++++ Data to examine ++++

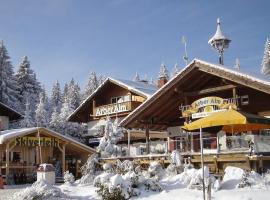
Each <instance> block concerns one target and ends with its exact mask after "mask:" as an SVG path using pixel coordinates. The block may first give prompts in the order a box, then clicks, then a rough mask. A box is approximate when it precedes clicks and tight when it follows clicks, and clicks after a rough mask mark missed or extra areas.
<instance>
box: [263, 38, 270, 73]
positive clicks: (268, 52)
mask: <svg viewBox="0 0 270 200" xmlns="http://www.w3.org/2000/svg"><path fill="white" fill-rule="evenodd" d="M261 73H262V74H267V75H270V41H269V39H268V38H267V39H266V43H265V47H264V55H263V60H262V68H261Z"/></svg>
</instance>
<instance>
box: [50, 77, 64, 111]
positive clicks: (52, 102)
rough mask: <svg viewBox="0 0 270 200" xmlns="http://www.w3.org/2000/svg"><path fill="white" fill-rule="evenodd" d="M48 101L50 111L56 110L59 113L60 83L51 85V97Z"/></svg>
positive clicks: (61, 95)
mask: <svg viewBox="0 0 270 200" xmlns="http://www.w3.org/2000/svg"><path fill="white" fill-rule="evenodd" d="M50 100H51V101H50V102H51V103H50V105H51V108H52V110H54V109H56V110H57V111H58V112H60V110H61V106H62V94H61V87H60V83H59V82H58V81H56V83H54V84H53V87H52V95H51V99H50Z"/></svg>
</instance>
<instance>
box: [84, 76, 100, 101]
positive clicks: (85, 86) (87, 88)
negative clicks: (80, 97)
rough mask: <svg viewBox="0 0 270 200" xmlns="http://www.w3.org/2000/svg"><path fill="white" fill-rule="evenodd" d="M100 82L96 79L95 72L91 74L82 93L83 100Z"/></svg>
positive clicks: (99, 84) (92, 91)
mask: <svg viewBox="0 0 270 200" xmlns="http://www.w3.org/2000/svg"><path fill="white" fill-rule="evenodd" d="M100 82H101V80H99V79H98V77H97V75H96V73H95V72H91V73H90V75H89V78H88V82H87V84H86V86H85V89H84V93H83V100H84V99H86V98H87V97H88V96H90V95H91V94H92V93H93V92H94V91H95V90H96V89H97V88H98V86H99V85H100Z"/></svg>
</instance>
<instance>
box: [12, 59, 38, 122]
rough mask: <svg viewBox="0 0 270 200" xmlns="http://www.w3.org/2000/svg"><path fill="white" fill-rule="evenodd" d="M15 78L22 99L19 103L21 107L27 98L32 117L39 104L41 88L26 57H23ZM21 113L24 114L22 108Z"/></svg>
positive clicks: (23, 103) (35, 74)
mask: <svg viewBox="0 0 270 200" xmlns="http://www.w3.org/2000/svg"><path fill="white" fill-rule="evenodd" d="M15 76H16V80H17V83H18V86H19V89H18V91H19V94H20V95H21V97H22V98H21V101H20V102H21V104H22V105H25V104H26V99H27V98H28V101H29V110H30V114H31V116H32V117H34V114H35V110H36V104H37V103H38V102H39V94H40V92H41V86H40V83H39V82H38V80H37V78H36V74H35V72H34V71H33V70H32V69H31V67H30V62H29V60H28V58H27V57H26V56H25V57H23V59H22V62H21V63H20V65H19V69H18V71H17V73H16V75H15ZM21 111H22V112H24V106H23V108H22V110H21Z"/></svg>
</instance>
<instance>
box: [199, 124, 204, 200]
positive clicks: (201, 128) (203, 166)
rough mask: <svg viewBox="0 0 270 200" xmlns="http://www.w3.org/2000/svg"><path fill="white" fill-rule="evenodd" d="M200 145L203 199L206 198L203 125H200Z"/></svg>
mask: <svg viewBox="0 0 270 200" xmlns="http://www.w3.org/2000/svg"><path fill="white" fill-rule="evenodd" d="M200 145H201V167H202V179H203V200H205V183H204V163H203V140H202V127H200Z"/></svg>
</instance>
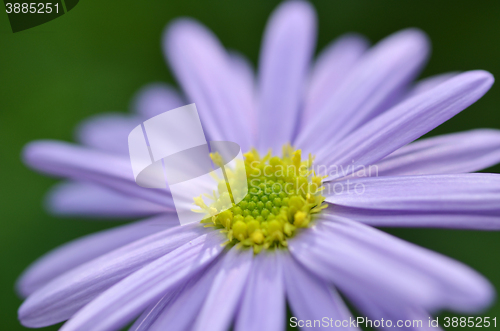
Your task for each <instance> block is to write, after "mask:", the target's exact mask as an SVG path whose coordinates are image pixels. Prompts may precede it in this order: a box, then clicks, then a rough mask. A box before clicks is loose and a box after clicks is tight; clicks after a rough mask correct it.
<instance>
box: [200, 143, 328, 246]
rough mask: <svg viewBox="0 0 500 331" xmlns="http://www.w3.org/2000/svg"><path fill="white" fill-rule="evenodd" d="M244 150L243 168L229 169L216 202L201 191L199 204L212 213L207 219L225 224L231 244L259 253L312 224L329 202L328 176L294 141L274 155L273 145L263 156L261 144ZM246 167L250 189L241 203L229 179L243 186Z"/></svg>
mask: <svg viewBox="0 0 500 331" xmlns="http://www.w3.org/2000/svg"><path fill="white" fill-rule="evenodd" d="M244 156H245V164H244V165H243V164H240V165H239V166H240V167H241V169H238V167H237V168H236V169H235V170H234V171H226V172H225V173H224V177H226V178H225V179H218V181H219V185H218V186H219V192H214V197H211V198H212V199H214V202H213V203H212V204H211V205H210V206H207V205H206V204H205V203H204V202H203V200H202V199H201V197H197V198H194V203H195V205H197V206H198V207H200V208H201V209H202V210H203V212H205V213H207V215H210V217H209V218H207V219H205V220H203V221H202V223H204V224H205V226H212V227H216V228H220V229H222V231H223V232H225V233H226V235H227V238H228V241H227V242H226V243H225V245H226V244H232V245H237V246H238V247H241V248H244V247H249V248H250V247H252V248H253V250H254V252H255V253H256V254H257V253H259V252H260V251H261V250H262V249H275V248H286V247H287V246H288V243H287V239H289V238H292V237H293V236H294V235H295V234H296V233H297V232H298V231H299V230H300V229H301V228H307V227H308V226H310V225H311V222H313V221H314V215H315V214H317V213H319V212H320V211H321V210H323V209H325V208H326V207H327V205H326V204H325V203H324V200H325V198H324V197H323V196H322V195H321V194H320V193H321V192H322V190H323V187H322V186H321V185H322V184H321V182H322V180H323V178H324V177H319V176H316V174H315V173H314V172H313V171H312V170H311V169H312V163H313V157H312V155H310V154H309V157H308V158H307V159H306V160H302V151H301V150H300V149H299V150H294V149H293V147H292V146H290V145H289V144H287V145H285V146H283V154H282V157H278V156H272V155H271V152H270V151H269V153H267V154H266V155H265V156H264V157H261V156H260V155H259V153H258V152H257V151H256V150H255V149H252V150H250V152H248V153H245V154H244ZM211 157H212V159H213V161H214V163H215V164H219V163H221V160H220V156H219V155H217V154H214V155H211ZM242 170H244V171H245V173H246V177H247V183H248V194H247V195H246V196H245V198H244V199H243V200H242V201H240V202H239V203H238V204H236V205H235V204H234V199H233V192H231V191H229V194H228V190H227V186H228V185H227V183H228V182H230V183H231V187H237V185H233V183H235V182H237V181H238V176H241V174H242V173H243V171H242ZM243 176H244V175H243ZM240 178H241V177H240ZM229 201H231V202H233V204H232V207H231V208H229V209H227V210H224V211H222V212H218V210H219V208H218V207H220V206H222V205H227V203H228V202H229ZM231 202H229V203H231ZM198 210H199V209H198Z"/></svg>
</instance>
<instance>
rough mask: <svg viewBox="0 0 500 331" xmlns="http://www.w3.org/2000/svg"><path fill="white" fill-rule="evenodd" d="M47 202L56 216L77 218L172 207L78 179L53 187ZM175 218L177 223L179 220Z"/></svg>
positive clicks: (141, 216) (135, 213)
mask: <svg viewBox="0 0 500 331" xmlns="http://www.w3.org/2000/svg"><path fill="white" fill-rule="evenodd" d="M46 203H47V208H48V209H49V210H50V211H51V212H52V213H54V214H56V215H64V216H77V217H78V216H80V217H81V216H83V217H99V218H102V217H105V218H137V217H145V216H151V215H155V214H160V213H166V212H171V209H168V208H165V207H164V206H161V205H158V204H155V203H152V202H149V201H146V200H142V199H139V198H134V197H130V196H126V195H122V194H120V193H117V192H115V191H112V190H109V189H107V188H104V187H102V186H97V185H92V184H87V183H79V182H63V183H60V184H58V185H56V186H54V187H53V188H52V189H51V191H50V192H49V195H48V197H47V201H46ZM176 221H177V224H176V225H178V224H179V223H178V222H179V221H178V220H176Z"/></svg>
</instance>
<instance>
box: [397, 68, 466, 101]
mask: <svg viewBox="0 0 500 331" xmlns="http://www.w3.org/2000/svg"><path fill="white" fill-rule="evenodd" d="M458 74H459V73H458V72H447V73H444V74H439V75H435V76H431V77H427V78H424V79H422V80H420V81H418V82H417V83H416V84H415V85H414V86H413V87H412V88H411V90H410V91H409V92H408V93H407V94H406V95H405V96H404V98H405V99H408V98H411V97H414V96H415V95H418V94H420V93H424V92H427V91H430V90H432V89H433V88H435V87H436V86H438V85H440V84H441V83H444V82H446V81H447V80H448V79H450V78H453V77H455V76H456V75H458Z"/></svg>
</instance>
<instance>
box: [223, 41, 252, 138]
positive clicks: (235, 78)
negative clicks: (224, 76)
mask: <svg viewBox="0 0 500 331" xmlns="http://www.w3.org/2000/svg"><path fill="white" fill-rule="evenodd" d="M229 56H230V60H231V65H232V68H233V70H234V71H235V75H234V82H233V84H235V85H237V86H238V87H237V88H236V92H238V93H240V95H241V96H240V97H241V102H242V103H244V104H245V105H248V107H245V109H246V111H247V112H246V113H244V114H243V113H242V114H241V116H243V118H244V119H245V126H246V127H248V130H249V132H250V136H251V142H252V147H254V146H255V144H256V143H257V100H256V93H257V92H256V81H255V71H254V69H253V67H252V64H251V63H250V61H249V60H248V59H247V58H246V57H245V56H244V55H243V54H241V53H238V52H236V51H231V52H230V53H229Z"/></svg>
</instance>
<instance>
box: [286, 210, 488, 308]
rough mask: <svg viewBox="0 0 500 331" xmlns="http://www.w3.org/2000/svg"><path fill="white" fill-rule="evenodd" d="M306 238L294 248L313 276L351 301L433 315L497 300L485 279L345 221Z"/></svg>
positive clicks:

++++

> _Exercise_
Copy every line of the data above that contains the word "negative". Matching is case-sensitive.

> _Result for this task_
negative clicks: (80, 97)
negative clicks: (224, 76)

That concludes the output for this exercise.